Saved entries
————

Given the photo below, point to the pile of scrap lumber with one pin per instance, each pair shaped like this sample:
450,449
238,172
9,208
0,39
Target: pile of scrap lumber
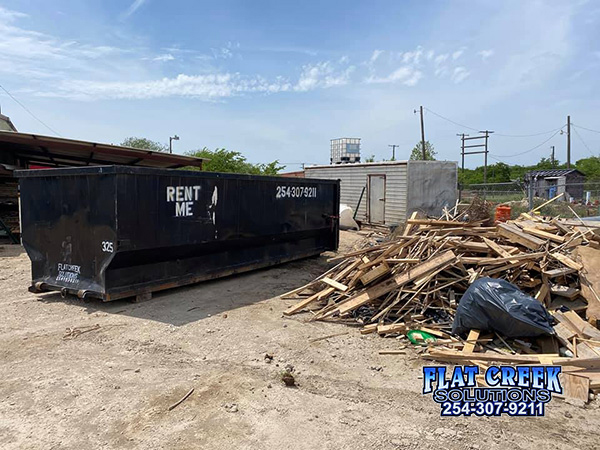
414,281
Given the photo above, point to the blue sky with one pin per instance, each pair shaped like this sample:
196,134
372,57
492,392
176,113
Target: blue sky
279,79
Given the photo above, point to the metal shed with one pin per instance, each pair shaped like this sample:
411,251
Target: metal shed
549,183
387,192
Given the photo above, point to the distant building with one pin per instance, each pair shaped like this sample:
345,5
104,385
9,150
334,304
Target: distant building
550,183
345,150
296,174
388,192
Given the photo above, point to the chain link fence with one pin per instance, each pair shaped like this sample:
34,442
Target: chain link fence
578,199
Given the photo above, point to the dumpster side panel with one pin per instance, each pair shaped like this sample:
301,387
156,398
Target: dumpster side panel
186,228
68,230
115,232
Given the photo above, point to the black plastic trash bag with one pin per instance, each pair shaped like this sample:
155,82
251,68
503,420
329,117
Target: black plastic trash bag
491,304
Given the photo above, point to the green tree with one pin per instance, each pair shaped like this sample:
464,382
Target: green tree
590,167
417,153
222,160
145,144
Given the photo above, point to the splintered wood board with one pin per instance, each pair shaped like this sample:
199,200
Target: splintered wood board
576,387
513,234
564,291
335,284
445,259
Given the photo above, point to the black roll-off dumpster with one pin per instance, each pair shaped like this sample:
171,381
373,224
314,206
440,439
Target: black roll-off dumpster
115,231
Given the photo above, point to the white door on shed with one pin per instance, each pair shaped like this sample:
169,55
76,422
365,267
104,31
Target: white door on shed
376,198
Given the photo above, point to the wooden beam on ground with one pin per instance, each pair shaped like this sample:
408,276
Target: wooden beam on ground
471,341
418,271
513,234
334,284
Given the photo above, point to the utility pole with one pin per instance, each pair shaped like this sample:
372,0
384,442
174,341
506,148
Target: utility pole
487,135
568,142
462,167
423,135
171,139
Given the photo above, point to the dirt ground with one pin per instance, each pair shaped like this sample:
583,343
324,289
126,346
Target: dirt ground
112,387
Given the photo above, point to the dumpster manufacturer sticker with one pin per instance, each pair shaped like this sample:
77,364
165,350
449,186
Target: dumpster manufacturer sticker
68,273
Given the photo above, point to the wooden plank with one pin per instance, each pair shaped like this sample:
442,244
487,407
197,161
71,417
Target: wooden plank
445,259
577,305
471,341
375,273
513,234
335,284
545,235
566,261
542,294
562,271
546,203
576,387
584,350
577,324
564,291
307,301
443,223
586,363
409,226
590,282
511,258
564,335
496,248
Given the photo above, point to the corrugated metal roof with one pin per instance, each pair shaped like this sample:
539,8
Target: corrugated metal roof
350,165
551,173
52,151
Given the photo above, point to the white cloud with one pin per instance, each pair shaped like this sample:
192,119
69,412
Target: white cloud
439,59
407,75
457,54
485,54
132,8
205,87
460,74
376,54
164,58
322,75
412,57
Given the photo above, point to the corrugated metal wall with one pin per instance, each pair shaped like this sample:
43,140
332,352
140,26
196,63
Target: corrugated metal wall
354,177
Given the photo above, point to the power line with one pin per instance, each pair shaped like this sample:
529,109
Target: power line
531,149
30,113
584,128
497,134
583,142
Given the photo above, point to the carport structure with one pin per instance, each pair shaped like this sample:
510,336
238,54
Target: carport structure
26,151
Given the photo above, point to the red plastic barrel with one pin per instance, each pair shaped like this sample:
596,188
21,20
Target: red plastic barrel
502,213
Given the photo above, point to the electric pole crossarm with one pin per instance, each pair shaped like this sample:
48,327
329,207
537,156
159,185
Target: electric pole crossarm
474,137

————

The expected output is every entry above, character for character, with no pictures.

Given the photo below, point to the pile of scrap lumber with one pin per instance, each pair shaped like this sample:
450,449
238,172
9,208
0,39
Target: pile of scrap lumber
414,281
Given the photo above, point to the blue sky with one pin per instance, each pair shaped like this sample:
196,134
372,57
492,392
176,113
Target: blue sky
279,79
Given the photo above, point to the metal shed with one pin per instance, each pair shaped like this sample:
411,251
Target: metal shed
549,183
387,192
Given the photo above, point to the distant building with one pin per instance, each pair shaped like this sample:
345,5
104,385
9,150
334,304
Target: distant building
550,183
345,150
296,174
388,192
Given the photo above, point to the chain link fence with one pin per instance, each pair shaped like this sample:
34,442
Target: chain link fence
578,199
Given the photo above, point to the dumpster side panel with one pin per instance, each pair shaped like this sample:
301,387
156,398
Target: dumpster side panel
186,228
68,230
115,232
Given the photo above, point to the black plastic trash bag with one pin per instance, each pair shaped like this sample:
155,82
251,68
503,420
329,117
Target: black plastic trash bag
491,304
Given the photo above, point to the green tree with one pin per instance, each pair shaped like this sample:
464,382
Target: green tree
590,167
417,153
222,160
145,144
Given the photo above, point to the splintered wood board with one pin per instance, each pair shaped like this sample:
199,200
Target: splintered wood board
576,387
513,234
564,291
335,284
445,259
Given the photo above, point to the black roll-off dumpster with one pin per instance, each pair shaped like this sample:
171,381
373,224
314,206
440,439
Target: black roll-off dumpster
115,231
Given the photo above, point to the white door on shed with one pin per instance, each pair shaped like this sample:
169,55
76,422
365,267
104,31
Target: white door on shed
376,198
Given the photo above, point to the wooden beam on ground with one pin per instance, each pair shaped like this sample:
408,276
Target: wooden beam on ground
471,341
418,271
513,234
334,284
Given the photo above, point to the utility pole with one pin per instance, each pair shaped like this sample:
372,0
384,442
174,341
506,148
Target: utility pole
487,135
568,142
462,167
423,135
171,139
Given the photo above, point to the dirt ground with one pin per instance, each pair shaped like this sample:
583,343
324,289
126,346
Target: dirt ground
112,387
Given the photo above, point to the dumpster manufacturer sticker with one pin per instance, each pair shaped like this sample:
77,364
165,350
449,186
Target: dumpster manufacturer sticker
68,273
Given the photo above, point to the wooden plank with one pin per instance, each pair shaped like this sample:
442,244
487,407
197,161
71,417
Target: wooden plank
445,259
577,305
471,341
375,273
513,234
335,284
545,235
566,261
542,294
562,271
546,203
576,387
584,350
577,324
564,291
307,301
443,223
586,363
409,226
590,282
511,258
564,335
496,248
Given the photo above, point to the corrugated metal roof with one pin per instance, each pair shaped like this sample:
539,8
Target: corrugated metal roof
350,165
551,173
52,151
Given the photo above, point to the white cloud with one pin per instance, each pair shaped like this sample:
192,119
69,412
Target: white cloud
439,59
407,75
457,54
485,54
132,8
205,87
460,74
376,54
164,58
322,75
412,57
Given the photo above, point to the corrugated metal wall with one pin per instance, each pair shaped like this sample:
43,140
332,352
140,26
196,63
Target: corrugated metal wall
354,177
Given the photo above, point to the power line with one pin per instance, each pair shaped like this sample:
529,109
Target: power line
531,149
30,113
584,128
497,134
583,142
Given the photo above, point to the carport structure with one pin per instance, each pair shaped like this sample:
510,336
238,54
Target: carport structure
26,151
Given the photo above, point to the red plastic barrel with one pin per instance, each pair shaped like this sample:
596,188
21,20
Target: red plastic barrel
502,213
Given the photo above, point to the electric pole crossarm with one pin per instance, each pair shaped like this sample:
48,327
329,207
537,156
159,185
Target: electric pole crossarm
474,137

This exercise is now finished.